Text provided
________________________

Why do neither V8 nor spidermonkey seem to unroll static loops?

Asked 6/2, 2021 at 20:59 Answered 6/2, 2021 at 21:37

Solved javascript v8 spidermonkey loop-unrolling

Doing a small check, it looks like neither V8 nor spidermonkey unroll loops, even if it is completely obvious, how long they are (literal as condition, declared locally):

const f = () => {
  let counter = 0;
  for (let i = 0; i < 100_000_000; i++) {
    counter++;
  }
  return counter;
};

const g = () => {
  let counter = 0;
  for (let i = 0; i < 10_000_000; i += 10) {
    counter++;
    counter++;
    counter++;
    counter++;
    counter++;
    counter++;
    counter++;
    counter++;
    counter++;
    counter++;
  }
  return counter;
}

let start = performance.now();
f();
let mid = performance.now();
g();
let end = performance.now();

console.log(
  `f took ${(mid - start).toFixed(2)}ms, g took ${(end - mid).toFixed(2)}ms, ` +
  `g was ${((mid - start)/(end - mid)).toFixed(2)} times faster.`
);

Is there any reason for this? They perform considerably more complex optimizations. Are standard for-loops just that uncommon in javascript, that it's not worth it?

Edit: Just as a note: one might argue, that perhaps optimization is delayed. This doesn't seem to be the case, although i am not an expert here. I used node --allow-natives-syntax --trace-deopt, performed optimization manually, and observed no deoptimization happening (snippet for collapsing, not actually runnable in a browser):

const { performance } = require('perf_hooks');

const f = () => {
  let counter = 0;
  for (let i = 0; i < 100_000_000; i++) {
    counter++;
  }
  return counter;
};
// collect metadata and optimize
f(); f();
%OptimizeFunctionOnNextCall(f);
f();

const start = performance.now();
f();
console.log(performance.now() - start);

Done with both the normal and unrolled version, the same effect prevails.

Uhlan answered 6/2, 2021 at 20:59 Comment(2)

Uh, do you really expect a loop of 100000000 repetitions to be unrolled? No sane compiler will generate that much code. – Strepitous 6/2, 2021 at 22:33

No, but in some cases (e.g. the microbenchmark shown above), a normal "unroll", where e.g. 10 loop steps are grouped together, is beneficial (note that as the accepted answer mentions, folding plays a role in the example given, but then again, it's also a factor 50 difference in speed on chrome). Unrolling doesn't have to be everything or nothing, it's not like that in other languages either. You just want to avoid the conditional of the loop as much as possible (even though it is caught mostly by the branch predictor, it is still a problem, if the loop body does little). – Uhlan 6/2, 2021 at 22:41

(V8 developer here.)

________________________

Recorded information
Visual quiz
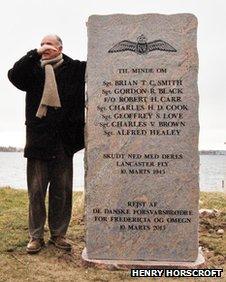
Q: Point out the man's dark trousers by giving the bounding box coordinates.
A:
[27,144,73,238]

________________________

Exercises
(A) Answer these from the thread on loop unrolling, one line each:
(i) What upper bound does the loop in function f use?
(ii) Which two flags were passed to node when checking for deoptimization?
(iii) What speed difference on Chrome does the asker's comment mention?
(B) Copy everything from "const start = performance.now();" down to "at 20:59 Comment(2)" in the thread on loop unrolling, keeping every character the same.
(C) Carry on the thread on loop unrolling from the point where it stops.
The material has nothing to do with any of this.

Solved tasks
(A)
(i) 100_000_000
(ii) --allow-natives-syntax and --trace-deopt
(iii) A factor of 50

(B)
const start = performance.now();
f();
console.log(performance.now() - start);

Done with both the normal and unrolled version, the same effect prevails.

Uhlan answered 6/2, 2021 at 20:59 Comment(2)

(C)
TL;DR: because it's rarely worth it for real-world code.

Loop unrolling, like other optimizations that increase code size (such as inlining), is a double-edged sword. Yes, it can help; in particular it often helps for tiny toy examples like the one posted here. But it can also hurt performance, most obviously because it increases the amount of work that the compiler has to do (and hence the time it takes to do that work), but also through secondary effects like bigger code benefitting less from the CPU's caching efforts.

V8's optimizing compiler actually does like to unroll the first iteration of loops. Also, as it happens, we currently have an ongoing project to unroll more loops; the current status is that it sometimes helps and sometimes hurts, so we're still fine-tuning the heuristics for when it should kick in, and when it shouldn't. This difficulty also indicates that for real-world JavaScript, the benefits will typically be quite small.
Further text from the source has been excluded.